* _Task item_
Could you copy the records below exactly, keeping none of the images?

═════ Raw data

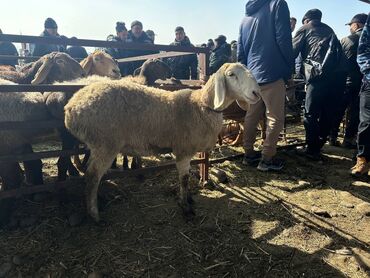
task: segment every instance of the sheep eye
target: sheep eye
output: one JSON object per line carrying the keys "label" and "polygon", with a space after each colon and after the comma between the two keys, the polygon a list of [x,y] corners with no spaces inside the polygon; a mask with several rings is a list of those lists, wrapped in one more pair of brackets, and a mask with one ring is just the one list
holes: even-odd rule
{"label": "sheep eye", "polygon": [[231,71],[228,71],[228,72],[226,73],[226,75],[227,75],[227,76],[235,76],[235,74],[234,74],[233,72],[231,72]]}
{"label": "sheep eye", "polygon": [[63,61],[62,59],[57,59],[57,61],[56,61],[56,62],[57,62],[57,64],[59,64],[59,65],[60,65],[60,64],[64,64],[64,61]]}

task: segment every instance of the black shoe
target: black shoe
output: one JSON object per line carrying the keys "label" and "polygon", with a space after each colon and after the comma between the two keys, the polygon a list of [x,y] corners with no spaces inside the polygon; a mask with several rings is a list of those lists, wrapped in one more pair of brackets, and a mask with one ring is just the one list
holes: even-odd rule
{"label": "black shoe", "polygon": [[262,172],[267,171],[280,171],[284,167],[284,161],[281,159],[273,158],[271,160],[261,160],[258,163],[257,170]]}
{"label": "black shoe", "polygon": [[247,166],[257,166],[257,163],[261,160],[261,152],[254,152],[252,155],[244,155],[243,165]]}
{"label": "black shoe", "polygon": [[342,147],[345,149],[356,149],[357,144],[353,142],[353,140],[344,138]]}
{"label": "black shoe", "polygon": [[340,144],[339,142],[337,141],[337,139],[335,138],[331,138],[329,139],[329,145],[332,146],[332,147],[339,147]]}
{"label": "black shoe", "polygon": [[322,159],[320,152],[314,152],[308,148],[297,149],[296,152],[298,155],[304,156],[313,161],[320,161]]}

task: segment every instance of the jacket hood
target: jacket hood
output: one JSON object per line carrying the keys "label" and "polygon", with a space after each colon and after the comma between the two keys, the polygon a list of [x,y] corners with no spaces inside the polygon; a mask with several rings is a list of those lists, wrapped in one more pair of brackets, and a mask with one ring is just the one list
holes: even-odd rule
{"label": "jacket hood", "polygon": [[245,15],[252,15],[258,12],[259,9],[262,8],[267,2],[271,0],[249,0],[248,3],[245,5]]}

══════════

* _Response_
task: segment every instance of the sheep eye
target: sheep eye
output: one JSON object per line carrying the keys "label" and "polygon", with a space after each colon and after the comma between the two keys, the polygon a list of [x,y] corners with no spaces inside the polygon; a mask with several rings is a list of those lists, wrapped in one more pair of brackets, and a mask with one ring is just the one list
holes: even-odd rule
{"label": "sheep eye", "polygon": [[231,71],[228,71],[228,72],[226,73],[226,75],[227,75],[227,76],[235,76],[235,74],[234,74],[233,72],[231,72]]}
{"label": "sheep eye", "polygon": [[63,61],[62,59],[57,59],[57,61],[56,61],[56,62],[57,62],[57,64],[59,64],[59,65],[60,65],[60,64],[64,64],[64,61]]}

task: segment every instance of the black shoe
target: black shoe
output: one JSON object per line carrying the keys "label" and "polygon", with a space after each colon and after the comma between the two keys, the polygon a list of [x,y] corners with no spaces inside the polygon; a mask with several rings is a list of those lists, wrapped in one more pair of brackets, and a mask with one ring is just the one list
holes: even-odd rule
{"label": "black shoe", "polygon": [[262,172],[267,171],[280,171],[284,167],[284,161],[281,159],[273,158],[271,160],[261,160],[258,163],[257,170]]}
{"label": "black shoe", "polygon": [[247,166],[257,166],[257,163],[261,160],[261,152],[254,152],[252,155],[244,155],[243,165]]}
{"label": "black shoe", "polygon": [[342,147],[345,149],[356,149],[357,144],[353,142],[353,140],[344,138]]}
{"label": "black shoe", "polygon": [[340,144],[339,142],[337,141],[337,139],[335,138],[331,138],[329,139],[329,145],[332,146],[332,147],[339,147]]}
{"label": "black shoe", "polygon": [[322,159],[320,152],[314,152],[308,148],[297,149],[296,152],[298,155],[304,156],[313,161],[320,161]]}

task: segment every instance of the jacket hood
target: jacket hood
output: one JSON object per line carrying the keys "label" and "polygon", with a space after each colon and after the comma between the two keys, the polygon a list of [x,y] corners with no spaces inside the polygon; a mask with several rings is a list of those lists, wrapped in one more pair of brackets, and a mask with one ring is just the one list
holes: even-odd rule
{"label": "jacket hood", "polygon": [[245,15],[252,15],[258,12],[259,9],[262,8],[267,2],[271,0],[249,0],[248,3],[245,5]]}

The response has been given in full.